§ **Required actions**
1 – Answer these questions about the distortion tips:
(a) According to the tips, what does reducing a low band of distortion when the kick hits do?
(b) What two problems does EQing out too-prominent resonant frequencies before the drive help avoid?
(c) Which free tool is named for building your own mid/side setup?
2 – Pick up the distortion tips after the last sentence shown, in the same style.

§ **Selected extract**
******
You can also give your synths interesting rhythmical distortion patterns by using parts of your drum kit as the trigger signal over multiband parameters. Reducing a low band of distortion when the kick hits will emphasise that element, while using your beat’s snare to modulate the feedback amount on a midrange band will impart unusual rhythmic crunch.
7. Pre-drive EQ
By chaining EQ and distortion together in series, you can radically alter the character of the effect. For example, automating a resonant EQ or filter boost into distortion will create modulated ‘rasps’ that can add a unique feel to aggressive synth basslines, particularly if you sweep the boost’s centre frequency around.
Or regulate distortion by EQing out too-prominent resonant frequencies pre-drive. This works well for distorting vocal recordings without emphasising sibilance, or removing low-mid ‘mush’ when sounds are pushed harder.
8. Mid/side distortion
Just as you’d use mid/side EQ to independently sculpt the mid (mono) and side (stereo) frequencies of a stereo signal, you can also use distortion to drive mono or stereo signals separately. There are many ways to use this effect creatively: saturate the mid channel of a stereo guitar bus to give it more centered weight, or distort the sides of a synth pad to add stereo character without cluttering the middle of the mix. You can hack your own mid/side setup using Voxengo’s free MSED mid/side encoder and any regular distortion plugin, or turn to Vertigo’s VSM-3 for a ready-rolled option.
******
§ **Stored records**
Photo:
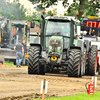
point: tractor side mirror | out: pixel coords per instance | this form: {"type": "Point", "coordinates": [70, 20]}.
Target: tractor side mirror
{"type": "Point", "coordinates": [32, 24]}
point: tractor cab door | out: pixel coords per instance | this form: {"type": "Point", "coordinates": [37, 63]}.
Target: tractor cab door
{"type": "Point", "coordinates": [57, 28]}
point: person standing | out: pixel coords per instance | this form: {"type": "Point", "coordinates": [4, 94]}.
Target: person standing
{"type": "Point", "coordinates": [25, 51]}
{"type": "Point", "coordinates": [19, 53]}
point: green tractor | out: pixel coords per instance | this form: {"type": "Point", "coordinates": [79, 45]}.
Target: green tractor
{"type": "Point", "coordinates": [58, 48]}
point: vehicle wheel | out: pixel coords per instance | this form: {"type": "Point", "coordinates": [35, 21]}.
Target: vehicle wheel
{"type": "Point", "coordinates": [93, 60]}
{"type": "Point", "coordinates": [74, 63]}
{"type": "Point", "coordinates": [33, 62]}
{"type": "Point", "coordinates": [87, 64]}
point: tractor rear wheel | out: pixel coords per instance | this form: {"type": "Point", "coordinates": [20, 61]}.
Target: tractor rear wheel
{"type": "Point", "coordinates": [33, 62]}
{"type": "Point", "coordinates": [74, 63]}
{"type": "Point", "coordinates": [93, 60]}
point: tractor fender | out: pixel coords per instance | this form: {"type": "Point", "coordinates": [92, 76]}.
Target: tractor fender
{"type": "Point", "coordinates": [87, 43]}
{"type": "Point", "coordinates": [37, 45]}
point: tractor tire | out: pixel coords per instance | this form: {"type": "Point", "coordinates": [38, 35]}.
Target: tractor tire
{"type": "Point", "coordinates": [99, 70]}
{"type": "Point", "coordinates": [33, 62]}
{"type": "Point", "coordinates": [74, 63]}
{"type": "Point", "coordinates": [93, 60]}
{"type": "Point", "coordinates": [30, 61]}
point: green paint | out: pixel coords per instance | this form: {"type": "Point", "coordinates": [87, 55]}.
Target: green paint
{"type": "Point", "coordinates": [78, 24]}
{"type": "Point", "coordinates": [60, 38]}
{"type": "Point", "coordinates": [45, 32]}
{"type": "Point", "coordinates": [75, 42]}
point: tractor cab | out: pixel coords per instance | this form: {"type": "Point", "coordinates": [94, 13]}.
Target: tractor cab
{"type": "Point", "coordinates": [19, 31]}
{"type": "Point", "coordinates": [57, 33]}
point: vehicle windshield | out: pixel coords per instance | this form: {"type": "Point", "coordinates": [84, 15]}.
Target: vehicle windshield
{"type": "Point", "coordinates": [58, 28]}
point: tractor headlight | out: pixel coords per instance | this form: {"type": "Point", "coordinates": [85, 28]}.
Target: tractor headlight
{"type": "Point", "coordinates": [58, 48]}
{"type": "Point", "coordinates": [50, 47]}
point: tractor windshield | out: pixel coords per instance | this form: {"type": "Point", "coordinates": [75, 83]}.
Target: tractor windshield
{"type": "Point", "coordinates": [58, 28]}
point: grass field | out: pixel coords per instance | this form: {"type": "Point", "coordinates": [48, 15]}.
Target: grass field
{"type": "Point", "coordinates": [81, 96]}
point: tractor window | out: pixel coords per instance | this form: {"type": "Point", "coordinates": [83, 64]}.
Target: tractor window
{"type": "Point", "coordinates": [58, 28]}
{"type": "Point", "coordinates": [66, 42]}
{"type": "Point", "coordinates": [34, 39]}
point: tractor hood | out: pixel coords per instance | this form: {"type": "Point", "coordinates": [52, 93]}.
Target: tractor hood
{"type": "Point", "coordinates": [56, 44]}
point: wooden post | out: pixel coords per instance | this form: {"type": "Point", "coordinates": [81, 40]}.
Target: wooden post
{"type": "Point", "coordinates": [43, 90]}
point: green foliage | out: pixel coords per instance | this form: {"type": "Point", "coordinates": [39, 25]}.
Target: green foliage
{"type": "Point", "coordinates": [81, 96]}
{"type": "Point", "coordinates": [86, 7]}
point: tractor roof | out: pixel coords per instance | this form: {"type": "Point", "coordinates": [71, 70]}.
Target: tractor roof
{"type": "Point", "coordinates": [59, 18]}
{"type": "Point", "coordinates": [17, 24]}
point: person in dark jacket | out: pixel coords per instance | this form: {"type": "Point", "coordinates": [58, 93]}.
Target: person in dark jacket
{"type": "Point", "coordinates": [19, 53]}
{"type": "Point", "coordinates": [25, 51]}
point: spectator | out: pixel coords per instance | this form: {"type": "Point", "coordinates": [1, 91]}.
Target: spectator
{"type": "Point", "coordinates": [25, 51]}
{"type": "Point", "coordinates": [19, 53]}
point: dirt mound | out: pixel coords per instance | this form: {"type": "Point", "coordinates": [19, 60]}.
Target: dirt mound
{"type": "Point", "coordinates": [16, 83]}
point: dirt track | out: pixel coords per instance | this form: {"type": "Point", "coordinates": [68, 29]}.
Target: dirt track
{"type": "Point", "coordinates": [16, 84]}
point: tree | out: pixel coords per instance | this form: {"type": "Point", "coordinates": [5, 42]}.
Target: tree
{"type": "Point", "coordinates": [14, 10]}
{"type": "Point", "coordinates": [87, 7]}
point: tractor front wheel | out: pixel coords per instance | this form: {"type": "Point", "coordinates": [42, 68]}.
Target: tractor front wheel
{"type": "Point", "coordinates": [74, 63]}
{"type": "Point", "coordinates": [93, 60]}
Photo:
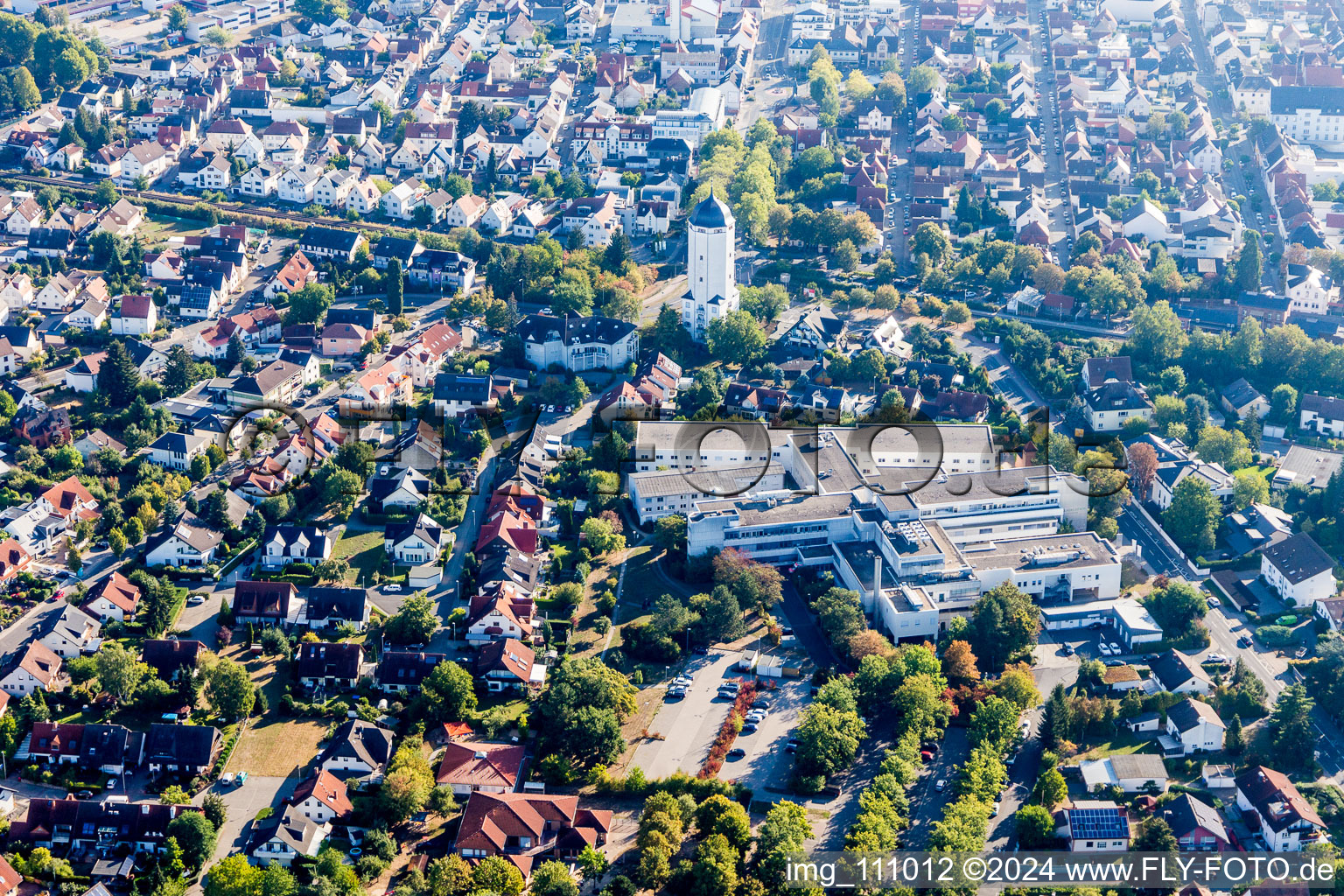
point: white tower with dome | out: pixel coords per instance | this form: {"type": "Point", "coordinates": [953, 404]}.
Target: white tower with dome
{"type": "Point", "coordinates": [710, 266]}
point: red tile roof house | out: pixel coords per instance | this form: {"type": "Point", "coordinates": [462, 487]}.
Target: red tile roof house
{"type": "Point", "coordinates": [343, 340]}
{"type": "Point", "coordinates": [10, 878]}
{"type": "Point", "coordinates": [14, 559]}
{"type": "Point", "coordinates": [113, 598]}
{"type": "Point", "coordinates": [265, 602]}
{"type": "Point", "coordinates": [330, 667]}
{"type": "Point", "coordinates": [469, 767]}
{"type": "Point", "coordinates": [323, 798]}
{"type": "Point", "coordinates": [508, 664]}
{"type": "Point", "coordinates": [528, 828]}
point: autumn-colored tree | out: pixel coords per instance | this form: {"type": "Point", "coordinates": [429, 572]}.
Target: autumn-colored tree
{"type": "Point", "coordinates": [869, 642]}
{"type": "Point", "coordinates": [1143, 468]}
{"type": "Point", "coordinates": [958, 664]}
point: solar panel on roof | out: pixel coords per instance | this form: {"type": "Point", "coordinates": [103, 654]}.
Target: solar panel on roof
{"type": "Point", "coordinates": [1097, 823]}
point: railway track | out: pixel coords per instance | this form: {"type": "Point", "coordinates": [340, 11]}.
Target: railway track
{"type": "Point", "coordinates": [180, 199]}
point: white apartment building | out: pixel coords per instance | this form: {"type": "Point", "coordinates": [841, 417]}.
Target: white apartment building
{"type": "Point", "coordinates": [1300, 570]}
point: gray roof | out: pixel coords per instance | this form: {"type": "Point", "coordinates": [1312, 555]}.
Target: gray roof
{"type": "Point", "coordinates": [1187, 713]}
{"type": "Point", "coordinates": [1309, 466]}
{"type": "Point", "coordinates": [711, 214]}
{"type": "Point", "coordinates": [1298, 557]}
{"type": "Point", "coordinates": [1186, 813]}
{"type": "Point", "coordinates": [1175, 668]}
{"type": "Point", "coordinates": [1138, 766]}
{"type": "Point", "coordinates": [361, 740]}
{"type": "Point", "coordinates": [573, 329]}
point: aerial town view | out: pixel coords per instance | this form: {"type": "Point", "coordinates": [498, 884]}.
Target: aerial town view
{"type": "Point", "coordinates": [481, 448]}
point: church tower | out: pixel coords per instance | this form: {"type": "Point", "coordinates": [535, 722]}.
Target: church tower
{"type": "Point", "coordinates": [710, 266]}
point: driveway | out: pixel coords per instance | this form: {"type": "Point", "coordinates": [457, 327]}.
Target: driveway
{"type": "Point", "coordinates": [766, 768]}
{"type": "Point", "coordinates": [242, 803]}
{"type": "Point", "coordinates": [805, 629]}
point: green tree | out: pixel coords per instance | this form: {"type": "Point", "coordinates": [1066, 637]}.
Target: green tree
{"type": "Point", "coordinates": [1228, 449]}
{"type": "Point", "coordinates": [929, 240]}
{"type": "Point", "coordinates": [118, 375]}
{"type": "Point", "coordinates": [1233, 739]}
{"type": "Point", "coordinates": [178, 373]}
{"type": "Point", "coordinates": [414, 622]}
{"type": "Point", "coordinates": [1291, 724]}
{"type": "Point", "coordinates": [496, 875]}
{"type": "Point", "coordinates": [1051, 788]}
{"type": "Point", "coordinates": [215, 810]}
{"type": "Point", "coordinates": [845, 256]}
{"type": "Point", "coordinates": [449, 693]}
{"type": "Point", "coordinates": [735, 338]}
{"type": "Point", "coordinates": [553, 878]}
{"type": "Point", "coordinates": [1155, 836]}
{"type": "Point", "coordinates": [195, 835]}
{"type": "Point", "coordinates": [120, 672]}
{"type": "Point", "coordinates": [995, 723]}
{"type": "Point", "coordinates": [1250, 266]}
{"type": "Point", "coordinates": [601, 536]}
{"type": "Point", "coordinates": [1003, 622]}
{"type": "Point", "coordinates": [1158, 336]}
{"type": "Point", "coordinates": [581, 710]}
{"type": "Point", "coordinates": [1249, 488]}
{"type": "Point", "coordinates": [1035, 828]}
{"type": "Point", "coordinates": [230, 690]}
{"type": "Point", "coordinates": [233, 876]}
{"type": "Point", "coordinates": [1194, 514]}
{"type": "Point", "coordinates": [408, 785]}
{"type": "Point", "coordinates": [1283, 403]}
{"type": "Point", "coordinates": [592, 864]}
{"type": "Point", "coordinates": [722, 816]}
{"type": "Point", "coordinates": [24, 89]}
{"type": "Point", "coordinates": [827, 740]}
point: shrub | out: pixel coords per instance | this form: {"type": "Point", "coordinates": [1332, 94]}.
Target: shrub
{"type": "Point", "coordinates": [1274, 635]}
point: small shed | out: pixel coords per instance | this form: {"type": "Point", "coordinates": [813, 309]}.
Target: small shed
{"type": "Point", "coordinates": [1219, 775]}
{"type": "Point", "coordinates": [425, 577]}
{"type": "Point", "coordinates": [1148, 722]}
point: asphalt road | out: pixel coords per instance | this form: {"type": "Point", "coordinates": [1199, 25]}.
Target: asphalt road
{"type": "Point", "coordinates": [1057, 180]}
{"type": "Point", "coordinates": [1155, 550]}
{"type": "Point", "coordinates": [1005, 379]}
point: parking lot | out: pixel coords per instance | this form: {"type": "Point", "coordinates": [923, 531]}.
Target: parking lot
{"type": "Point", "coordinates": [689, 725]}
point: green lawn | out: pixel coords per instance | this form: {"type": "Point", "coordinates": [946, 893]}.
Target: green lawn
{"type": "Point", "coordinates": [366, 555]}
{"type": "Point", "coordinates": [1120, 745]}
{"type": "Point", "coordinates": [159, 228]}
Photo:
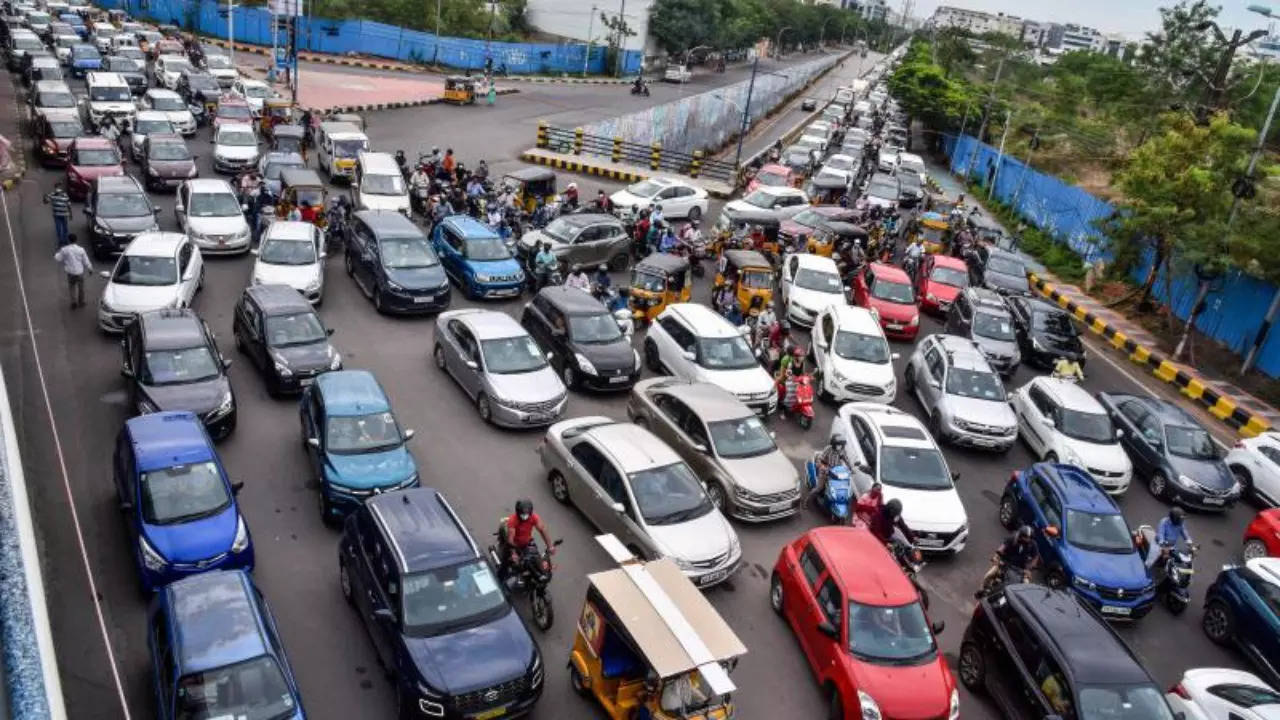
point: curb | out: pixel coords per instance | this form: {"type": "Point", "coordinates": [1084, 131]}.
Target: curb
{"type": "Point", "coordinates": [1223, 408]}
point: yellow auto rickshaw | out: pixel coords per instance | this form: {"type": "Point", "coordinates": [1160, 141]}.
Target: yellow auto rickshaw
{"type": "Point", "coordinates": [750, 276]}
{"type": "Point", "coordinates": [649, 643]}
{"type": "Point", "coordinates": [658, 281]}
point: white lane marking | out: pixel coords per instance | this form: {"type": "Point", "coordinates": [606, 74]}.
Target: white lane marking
******
§ **Outputs**
1 –
(a) It emphasizes the kick.
(b) It avoids emphasizing sibilance when distorting vocal recordings, and it removes low-mid "mush" when sounds are pushed harder.
(c) Voxengo's free MSED mid/side encoder.

2 –
9. Return to sender
A brilliant way to add extra dimension to raw synths is by chaining up distortion, EQ and modulation effects on an aux return. By rolling off the lows from this aux signal, then mixing it alongside the dry signal, you can add in some crispy flavour to high frequencies that can in turn help instruments such as bass guitar, lead synths or 808 bass drum hits sear their way through the mix.
Similarly, if you want to give ringy synth leads and wompy basses some crunchy, characterful width, send the dry signal to an aux. Isolate this parallel signal’s midrange frequencies with a precise EQ band, coat the signal in swimming chorus, then distort to taste.
From here, add dynamics and motion to the effect by automating the source channel’s send levels up or down as the track progresses.